## The exercise:
Output every line of the items below as a JSON list of strings, one string per line, leaving out blank lines.

## Input:
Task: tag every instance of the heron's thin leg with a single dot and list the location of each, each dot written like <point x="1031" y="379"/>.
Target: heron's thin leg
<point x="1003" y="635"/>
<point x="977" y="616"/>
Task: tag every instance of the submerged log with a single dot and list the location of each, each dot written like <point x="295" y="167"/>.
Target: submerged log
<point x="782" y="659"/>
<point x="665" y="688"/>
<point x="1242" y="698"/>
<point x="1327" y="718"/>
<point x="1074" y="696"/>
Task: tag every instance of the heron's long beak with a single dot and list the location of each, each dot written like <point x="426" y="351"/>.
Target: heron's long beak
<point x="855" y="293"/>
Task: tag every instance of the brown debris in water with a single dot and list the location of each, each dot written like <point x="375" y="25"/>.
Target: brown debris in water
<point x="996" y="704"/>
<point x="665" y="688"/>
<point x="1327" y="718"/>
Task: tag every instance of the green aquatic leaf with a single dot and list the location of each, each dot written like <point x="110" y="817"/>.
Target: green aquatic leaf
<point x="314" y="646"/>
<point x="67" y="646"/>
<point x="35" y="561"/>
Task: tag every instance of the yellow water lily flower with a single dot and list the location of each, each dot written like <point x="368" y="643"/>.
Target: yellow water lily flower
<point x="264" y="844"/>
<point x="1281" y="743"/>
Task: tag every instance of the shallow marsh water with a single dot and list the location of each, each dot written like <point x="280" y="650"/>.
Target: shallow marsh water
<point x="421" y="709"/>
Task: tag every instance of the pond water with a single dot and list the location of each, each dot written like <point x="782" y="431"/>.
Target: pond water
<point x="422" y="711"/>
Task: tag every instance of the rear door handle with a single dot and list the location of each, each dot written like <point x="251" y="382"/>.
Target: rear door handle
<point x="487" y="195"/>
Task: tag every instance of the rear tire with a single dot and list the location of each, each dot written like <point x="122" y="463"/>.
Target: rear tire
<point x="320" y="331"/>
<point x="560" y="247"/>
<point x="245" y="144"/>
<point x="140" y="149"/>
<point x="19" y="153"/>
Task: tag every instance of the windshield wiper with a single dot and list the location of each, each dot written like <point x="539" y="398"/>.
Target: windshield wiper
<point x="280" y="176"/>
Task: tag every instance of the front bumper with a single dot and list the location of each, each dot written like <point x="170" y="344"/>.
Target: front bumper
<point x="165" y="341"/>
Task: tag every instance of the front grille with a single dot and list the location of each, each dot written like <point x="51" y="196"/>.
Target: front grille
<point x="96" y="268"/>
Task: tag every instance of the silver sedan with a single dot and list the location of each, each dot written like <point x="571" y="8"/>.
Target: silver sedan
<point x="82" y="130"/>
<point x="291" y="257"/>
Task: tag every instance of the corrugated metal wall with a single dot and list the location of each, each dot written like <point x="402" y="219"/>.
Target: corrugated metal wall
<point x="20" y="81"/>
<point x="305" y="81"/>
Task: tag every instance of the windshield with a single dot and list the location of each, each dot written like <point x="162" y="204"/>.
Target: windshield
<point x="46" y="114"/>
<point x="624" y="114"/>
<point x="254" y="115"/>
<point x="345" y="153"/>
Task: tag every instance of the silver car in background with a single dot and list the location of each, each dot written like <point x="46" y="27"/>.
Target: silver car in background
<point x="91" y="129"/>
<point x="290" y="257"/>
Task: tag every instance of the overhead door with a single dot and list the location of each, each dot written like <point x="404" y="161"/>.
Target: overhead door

## Response below:
[
  "Task: tag every instance of the heron's thin leg with a single dot and list the location of each, each dot written like <point x=\"1031\" y=\"379\"/>.",
  "Target: heron's thin leg",
  "<point x=\"1003\" y=\"635\"/>",
  "<point x=\"977\" y=\"616\"/>",
  "Task: tag every instance of the submerged log with a single dot and list the location of each, each dot written like <point x=\"295\" y=\"167\"/>.",
  "Target: submerged log",
  "<point x=\"782\" y=\"659\"/>",
  "<point x=\"665\" y=\"688\"/>",
  "<point x=\"1242\" y=\"698\"/>",
  "<point x=\"1327\" y=\"718\"/>",
  "<point x=\"1074\" y=\"696\"/>",
  "Task: tag every instance of the heron's long beak with a single dot and list the location of each, each dot written like <point x=\"426\" y=\"351\"/>.",
  "Target: heron's long beak",
  "<point x=\"855\" y=\"293\"/>",
  "Task: tag every instance of the brown debris in water with a single dot and list the location of each, each dot written like <point x=\"375\" y=\"25\"/>.",
  "Target: brown debris in water",
  "<point x=\"996\" y=\"704\"/>",
  "<point x=\"665\" y=\"688\"/>",
  "<point x=\"1327\" y=\"718\"/>",
  "Task: tag every instance of the green aquatic leaf with a single dot and list the location of each, each dot written like <point x=\"110\" y=\"817\"/>.",
  "Target: green aquatic leaf",
  "<point x=\"314\" y=\"646\"/>",
  "<point x=\"67\" y=\"646\"/>",
  "<point x=\"35\" y=\"561\"/>",
  "Task: tag every instance of the yellow water lily flower with a single dot and list the location of each, each dot written like <point x=\"368\" y=\"643\"/>.",
  "Target: yellow water lily flower",
  "<point x=\"264\" y=\"844\"/>",
  "<point x=\"1281\" y=\"743\"/>",
  "Task: tag every instance of the shallow marsh water with a single dot and list the location of each, each dot written like <point x=\"280\" y=\"650\"/>.",
  "Target: shallow marsh water",
  "<point x=\"421\" y=\"709\"/>",
  "Task: tag every instance of the pond water with a single dot and list the location of each, each dot written like <point x=\"782\" y=\"431\"/>.",
  "Target: pond water",
  "<point x=\"422\" y=\"711\"/>",
  "Task: tag every instance of the rear door handle with a single dot and list the location of each, each dot written like <point x=\"251\" y=\"382\"/>.",
  "Target: rear door handle",
  "<point x=\"487\" y=\"195\"/>",
  "Task: tag every instance of the rear tire with a single dot and list the location of each, each dot written like <point x=\"122\" y=\"463\"/>.",
  "Target: rear tire",
  "<point x=\"320\" y=\"331\"/>",
  "<point x=\"560\" y=\"247\"/>",
  "<point x=\"245\" y=\"144\"/>",
  "<point x=\"140\" y=\"149\"/>",
  "<point x=\"19\" y=\"153\"/>",
  "Task: tag every instance of the windshield wiper with a single dot and list the location of each, each dot written like <point x=\"539\" y=\"398\"/>.",
  "Target: windshield wiper",
  "<point x=\"280\" y=\"176\"/>",
  "Task: tag every instance of the front bumper with a single dot and list the location of each, each dot written like <point x=\"170\" y=\"344\"/>.",
  "Target: front bumper",
  "<point x=\"165\" y=\"341\"/>",
  "Task: tag every instance of the front grille with a single dot and list the location of each, each dot written like <point x=\"51\" y=\"196\"/>.",
  "Target: front grille",
  "<point x=\"96\" y=\"268\"/>",
  "Task: tag every instance of the silver sedan with a single dot and list the location of each, each dot written like <point x=\"571\" y=\"8\"/>.",
  "Target: silver sedan",
  "<point x=\"82\" y=\"130\"/>",
  "<point x=\"291\" y=\"257\"/>",
  "Task: tag every instance of the corrugated metal wall with a single dot and list the location of each, each dot written like <point x=\"402\" y=\"219\"/>.",
  "Target: corrugated metal wall",
  "<point x=\"20\" y=\"81\"/>",
  "<point x=\"305\" y=\"81\"/>",
  "Task: tag every instance of the windshield with a single dot and list the location of each, each dot written like <point x=\"162\" y=\"204\"/>.",
  "Target: windshield",
  "<point x=\"46\" y=\"114\"/>",
  "<point x=\"624\" y=\"114\"/>",
  "<point x=\"254\" y=\"115\"/>",
  "<point x=\"345\" y=\"153\"/>",
  "Task: tag every instance of the silver car in background with a single dot and list the location of each, each dot written like <point x=\"46\" y=\"27\"/>.",
  "Target: silver car in background",
  "<point x=\"91\" y=\"129\"/>",
  "<point x=\"290\" y=\"257\"/>",
  "Task: tag every instance of the overhead door with a single dot and list the location of each, each dot written like <point x=\"404\" y=\"161\"/>.",
  "Target: overhead door"
]